[Source data]
*** Begin section ***
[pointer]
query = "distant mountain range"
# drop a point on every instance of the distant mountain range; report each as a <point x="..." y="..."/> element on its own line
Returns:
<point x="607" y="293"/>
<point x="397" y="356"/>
*** End section ***
- TASK DIRECTIONS: Exactly reproduce every line found in the records.

- PROBLEM SOLUTION:
[pointer]
query = "distant mountain range"
# drop a point on every instance of the distant mountain range; report each as a <point x="..." y="..."/> element on its own line
Returns:
<point x="607" y="293"/>
<point x="397" y="356"/>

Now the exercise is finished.